**Extracted text**:
==================================================

TWO years ago at the Tory Party conference, Theresa May gave a speech containing a line many thought extraordinary.

“If you believe you are a citizen of the world,” the PM said, “you are a citizen of nowhere — you don’t understand what citizenship means.”

“It was kind of jaw-dropping,” says artist and curator William Galinsky. “I don’t know if she realised the degree to which it could be perceived as such an attack on the Enlightenment, on education and on the globalist world that has meant a lot of things like cheap foreign travel and being able to work in whatever country you want to.”

Galinsky, alongside National Theatre of Scotland artistic director Jackie Wylie, is co-curator of Citizen Of Nowhere, a festival running in venues across Dundee from November 7-11. Presented as part of digital arts festival NeoN, it asks how theatre and technology can respond to an increasingly fragmented civil society.

==================================================

**What you will do**: Do these statements agree with the article above on the Citizen Of Nowhere festival? Answer yes or no to each, quoting the words from the article that decide it. (a) Theresa May gave the speech at the Tory Party conference. (b) Jackie Wylie is the artistic director of NeoN. (c) The festival runs in venues across Glasgow.

**Data provided**:
==================================================

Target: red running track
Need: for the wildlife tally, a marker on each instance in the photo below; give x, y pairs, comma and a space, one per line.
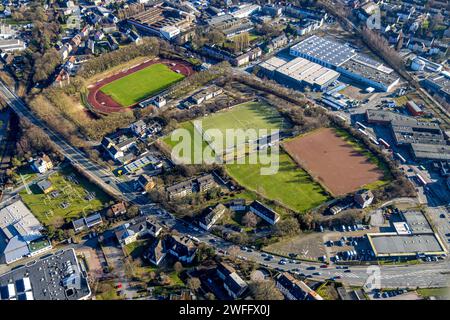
104, 103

==================================================

**Completed exercise**:
(a) Yes: "TWO years ago at the Tory Party conference, Theresa May gave a speech"
(b) No: "National Theatre of Scotland artistic director Jackie Wylie"
(c) No: "running in venues across Dundee from November 7-11"